§ **Passage shown**

# # # # #

This may fundamentally change how you think about partial feature deployment. In some cases, you can roll out the incomplete  functionality to all users (when something is better than nothing), in other cases you may need a strategy to “hide” half-baked features that may be confusing to users. A mature approach would be to create “feature switches” so that select end-users can see and evaluate the in-progress features that remain invisible to others.

Many Scrum teams nominally declare their product “ship-able” at the end of each sprint, without actually shipping. I am personally very skeptical that this approach delivers the same value to customers or the same discipline on the team. If this is a server-based application (web site, service, etc.), then not deploying a “ship-able” release may really be exposing a bottleneck in the release process that should be fixed. I’ll grant that kiosk deployments are trickier because of the WAN overhead; however, even there, the benefits of regular improvements to consumer-facing applications are also the most likely to improve our business.

Overnight, we can’t take a team with a six-month release cadence and expect them to release fortnightly. Start streamlining, automate whatever you can, build a checklist for the rest, and continuously get better. There is no “too soon” or “too often” for well-managed releases.

When our customers see development teams routinely delivering small, regular improvements into Production, they’ll start to have confidence in that cadence. You can continue with (modified) Waterfall-style planning (as necessary), even while changing the release cadence. As customers acclimate to the delivery frequency and the smaller planning window, their need to “control” the process may be lessened and they may be more open to a fully Agile approach. Then, planning six-months to a year out will seem obviously unnecessary. In this context, changing the conversation to Agile terms will be far more natural.

Prerequisite Two

In the days before rail or paved roads, you could only guess how long it would take you to get from, say, Chicago to Seattle. However, as you encountered Independence Rock, Fort Laramie, or Fort Boise, or other milestones, you’d have a pretty good idea of the state of your progress. And as you came closer to the journey’s end, you’d have a progressively clearer idea of when you’d finally arrive. Likewise, with Agile projects, in the beginning you can only guess when everything will be complete, but as you burn through the tasks and stories, customers can see progress and the ultimate delivery date and scope will gradually come into focus. That is, I should say: they can see all this if you are reporting it to them!

Agile is about transparency and communication, so reporting is critical. There are two aspects of this: reporting that helps customers make decisions and reporting that drives team accountability. These are related: ultimately, your customer will hold you accountable; what you want is for your accountability to be on terms that are appropriate — your terms. Metrics that are easy to game will simply drive bad behavior.

For team accountability, I encourage four metrics:

  • Cycle Time: once a story has been greenlit/prioritized, how long does it take to be released into production?
  • Bug Count: is our technical debt growing or shrinking? (Obviously, you might expect this to go up after certain types of reviews, but it shouldn’t after every iteration)
  • Code coverage: are we checking in code without tests?

# # # # #

§ **Data records**
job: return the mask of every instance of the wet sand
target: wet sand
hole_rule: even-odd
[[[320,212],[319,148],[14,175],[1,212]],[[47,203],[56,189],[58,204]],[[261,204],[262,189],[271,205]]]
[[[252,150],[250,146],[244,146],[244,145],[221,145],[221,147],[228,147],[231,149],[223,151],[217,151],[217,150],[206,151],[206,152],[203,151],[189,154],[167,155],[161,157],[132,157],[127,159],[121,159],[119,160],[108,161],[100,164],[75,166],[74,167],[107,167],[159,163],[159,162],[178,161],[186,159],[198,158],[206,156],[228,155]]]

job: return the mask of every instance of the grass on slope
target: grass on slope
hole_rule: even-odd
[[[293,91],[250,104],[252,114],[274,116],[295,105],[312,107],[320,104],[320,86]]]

# # # # #

§ **What is needed**
Reproduce the part of the passage on Agile release practices above, from "In the days" up to and including "it to them!".

§ **Exercise output**
In the days before rail or paved roads, you could only guess how long it would take you to get from, say, Chicago to Seattle. However, as you encountered Independence Rock, Fort Laramie, or Fort Boise, or other milestones, you’d have a pretty good idea of the state of your progress. And as you came closer to the journey’s end, you’d have a progressively clearer idea of when you’d finally arrive. Likewise, with Agile projects, in the beginning you can only guess when everything will be complete, but as you burn through the tasks and stories, customers can see progress and the ultimate delivery date and scope will gradually come into focus. That is, I should say: they can see all this if you are reporting it to them!